◆ WHAT TO PRODUCE: How many lines in the rows below contain the word "shape"? Reply with the number alone.

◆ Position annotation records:
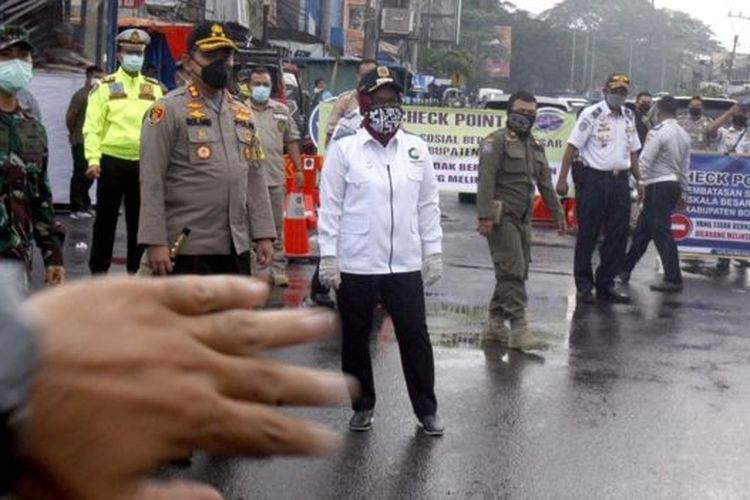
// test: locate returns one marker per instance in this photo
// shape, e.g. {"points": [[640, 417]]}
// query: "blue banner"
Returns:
{"points": [[717, 221]]}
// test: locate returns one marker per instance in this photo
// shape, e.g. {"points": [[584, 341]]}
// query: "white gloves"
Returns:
{"points": [[432, 269], [330, 276]]}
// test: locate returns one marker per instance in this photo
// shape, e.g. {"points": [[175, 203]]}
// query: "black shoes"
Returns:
{"points": [[586, 297], [321, 299], [667, 287], [361, 421], [611, 294], [431, 425], [624, 277]]}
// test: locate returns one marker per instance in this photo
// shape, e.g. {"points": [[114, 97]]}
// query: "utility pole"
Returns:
{"points": [[372, 29], [730, 69], [573, 61]]}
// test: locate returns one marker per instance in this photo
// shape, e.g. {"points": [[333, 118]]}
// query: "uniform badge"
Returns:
{"points": [[147, 92], [117, 91], [157, 113], [203, 152]]}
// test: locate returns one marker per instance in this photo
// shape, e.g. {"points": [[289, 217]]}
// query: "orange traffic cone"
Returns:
{"points": [[296, 243]]}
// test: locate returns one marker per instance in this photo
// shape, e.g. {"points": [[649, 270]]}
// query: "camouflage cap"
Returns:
{"points": [[14, 35], [209, 36]]}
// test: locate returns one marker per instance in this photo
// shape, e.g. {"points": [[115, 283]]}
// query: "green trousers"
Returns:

◆ OUTPUT FOR THIS EXERCISE: 8